Complete o seguinte
1. No texto sobre segurança pública, liste todos os adjetivos usados para descrever as Corregedorias e a Justiça Militar.
2. Retome o texto sobre segurança pública e continue a escrita logo depois da última frase.

Texto mostrado
○ ○ ○ ○
As estatísticas não mentem: a principal vítima da violência policial são os jovens negros e pobres, da mesma forma que são eles que formam a maioria do contingente de presos.
Há farta documentação e pesquisas que comprovam que o fracasso das famosas UPPs foram a corrupção e captura dos Bopes, festejados nas telas pelo filme “Tropa de Elite”; a paralisia e o abandono dos programas sociais de renda e emprego, de melhoria das condições de vida, saneamento, transporte, creches, escolas de tempo integral, espaços públicos de lazer e cultura; além da ausência do Estado. Esse mesmo que se outorga o papel não apenas de polícia, mas de juiz e executor da pena de morte, banida por nossa Constituição.
O que precisa mudar na segurança pública
Toda e qualquer reforma da política de segurança pública tem que começar pelos presídios e pelas polícias. Sem isso nenhuma legislação, por mais rigorosa que seja, terá efeitos, da mesma forma que, como a experiência internacional comprova, não adianta aumentar o nível de repressão nem tornar as penas ainda mais severas.
É evidente que devemos rever o caráter punitivista e preconceituoso da nossa legislação penal e do sistema penitenciário. Atualmente, incapaz de ressocializar o condenado, o sistema não oferece as condições mínimas, que são o trabalho e o estudo, nem instalações dignas dentro dos presídios que, com raras exceções, são depósitos de presos e escolas do crime organizado.
As polícias militares precisam, urgentemente, retomar seu papel ostensivo e preventivo; e as civis, seu papel de investigação e de polícia judiciária dos estados. A orientação correta tem que ir na contramão do que ocorre hoje: o caminho é desmilitarizar as PMs. Elas não são força auxiliar das Forças Armadas, como defende e orienta Bolsonaro, ao estimular a politização de seus integrantes e sua insubordinação frente a autoridade dos governadores. Isto viola a Constituição e cria espaço para um poder paralelo, fora de controle.
O mais grave é que abandonamos a doutrina, a educação e obediência aos direitos humanos nos cursos de formação dos oficiais e soldados, nas academias militares. Passou-se a normalizar a convivência com o racismo e o preconceito ao diferente nesses ambientes. Corregedorias e Justiça Militar são ineficientes, inoperantes, quando não silentes com a violência e as execuções.
○ ○ ○ ○
Itens mostrados
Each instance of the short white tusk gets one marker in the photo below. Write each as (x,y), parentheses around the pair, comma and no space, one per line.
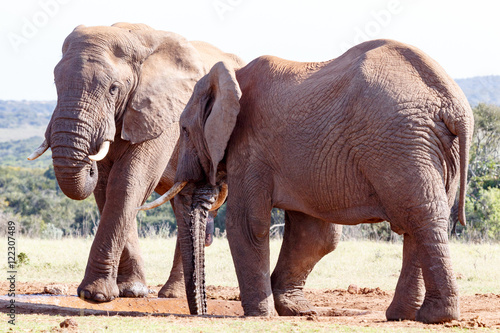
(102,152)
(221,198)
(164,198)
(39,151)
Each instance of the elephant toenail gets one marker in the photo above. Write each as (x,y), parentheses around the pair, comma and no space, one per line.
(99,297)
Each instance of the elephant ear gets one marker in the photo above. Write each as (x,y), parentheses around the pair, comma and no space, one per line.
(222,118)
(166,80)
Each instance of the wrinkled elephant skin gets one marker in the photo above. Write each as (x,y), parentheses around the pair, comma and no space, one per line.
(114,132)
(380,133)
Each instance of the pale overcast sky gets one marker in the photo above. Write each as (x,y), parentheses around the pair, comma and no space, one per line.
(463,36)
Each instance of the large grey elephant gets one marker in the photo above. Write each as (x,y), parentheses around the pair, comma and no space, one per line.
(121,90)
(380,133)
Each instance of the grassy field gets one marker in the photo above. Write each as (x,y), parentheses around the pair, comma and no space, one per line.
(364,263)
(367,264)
○ ○ ○ ○
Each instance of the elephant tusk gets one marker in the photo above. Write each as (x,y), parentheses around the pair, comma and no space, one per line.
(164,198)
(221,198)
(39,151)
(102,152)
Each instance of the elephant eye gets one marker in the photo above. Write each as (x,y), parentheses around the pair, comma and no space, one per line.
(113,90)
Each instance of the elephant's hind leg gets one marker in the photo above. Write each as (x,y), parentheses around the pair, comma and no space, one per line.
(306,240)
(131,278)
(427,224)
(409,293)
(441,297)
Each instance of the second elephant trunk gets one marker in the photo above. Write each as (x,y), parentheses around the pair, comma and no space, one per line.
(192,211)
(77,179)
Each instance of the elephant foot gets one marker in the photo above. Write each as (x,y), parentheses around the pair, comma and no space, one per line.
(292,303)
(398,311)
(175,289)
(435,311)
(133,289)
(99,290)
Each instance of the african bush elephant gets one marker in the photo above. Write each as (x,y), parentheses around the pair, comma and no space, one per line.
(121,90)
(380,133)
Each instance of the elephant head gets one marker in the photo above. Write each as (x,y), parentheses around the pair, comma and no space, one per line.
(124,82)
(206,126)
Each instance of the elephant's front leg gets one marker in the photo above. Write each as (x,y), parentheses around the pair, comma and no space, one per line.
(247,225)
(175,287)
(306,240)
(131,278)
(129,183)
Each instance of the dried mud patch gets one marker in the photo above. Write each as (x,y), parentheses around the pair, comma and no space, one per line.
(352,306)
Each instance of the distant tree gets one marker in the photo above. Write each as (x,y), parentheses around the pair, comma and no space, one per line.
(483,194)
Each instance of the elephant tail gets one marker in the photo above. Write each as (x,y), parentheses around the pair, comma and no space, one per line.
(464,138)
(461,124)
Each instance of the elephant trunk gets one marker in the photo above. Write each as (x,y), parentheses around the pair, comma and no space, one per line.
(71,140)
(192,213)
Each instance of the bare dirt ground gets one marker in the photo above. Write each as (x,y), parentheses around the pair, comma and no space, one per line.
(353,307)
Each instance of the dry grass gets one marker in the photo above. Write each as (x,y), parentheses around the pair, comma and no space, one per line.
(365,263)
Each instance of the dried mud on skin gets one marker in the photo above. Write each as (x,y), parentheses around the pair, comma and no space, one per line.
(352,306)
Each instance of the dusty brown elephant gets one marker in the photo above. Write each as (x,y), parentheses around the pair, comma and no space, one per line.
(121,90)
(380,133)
○ ○ ○ ○
Respostas das tarefas
1. ineficientes, inoperantes, silentes

2.
Apesar do fracasso da guerra contra as drogas, iniciada na gestão de Ronald Reagan na Casa Branca; das evidências do papel dúbio exercido pelo DEA (Drug Enforcement Administration) no combate ao tráfico, seguindo os interesses da política externa dos Estados Unidos; do abandono da criminalização de certas drogas por alguns dos estados estadunidenses; aqui no país continua se interditando todo e qualquer debate de mudança na legislação com relação a descriminalização de certas drogas e de uma mudança radical na política de segurança pública. Nos Estados Unidos, a tentativa de Trump de retomar o slogan e a política da era Reagan foi contestada até em seu partido.
Nossa torcida e expectativa é de que a maioria de nosso povo vote por um governo que abandone de vez o retrocesso imposto pelo governo Bolsonaro e sua ideologia de apologia da violência e da morte. E que retomemos o caminho que dita nossa Constituição de defesa irrestrita dos direitos humanos, da vida, da liberdade, dos direitos sociais, da educação, do trabalho e da moradia, da saúde, do lazer e da segurança das pessoas, do direito à defesa e ao julgamento a quem seja acusado de um crime.
A oposição e os seus partidos e governos estão devendo uma nova política de segurança pública. Para isso, é preciso fazer uma campanha educativa seguida de um debate com a população e conquistar maioria parlamentar para uma ampla reforma das polícias, do sistema penitenciário, da legislação penal e mesmo da Constituição para sua adequação à realidade atual.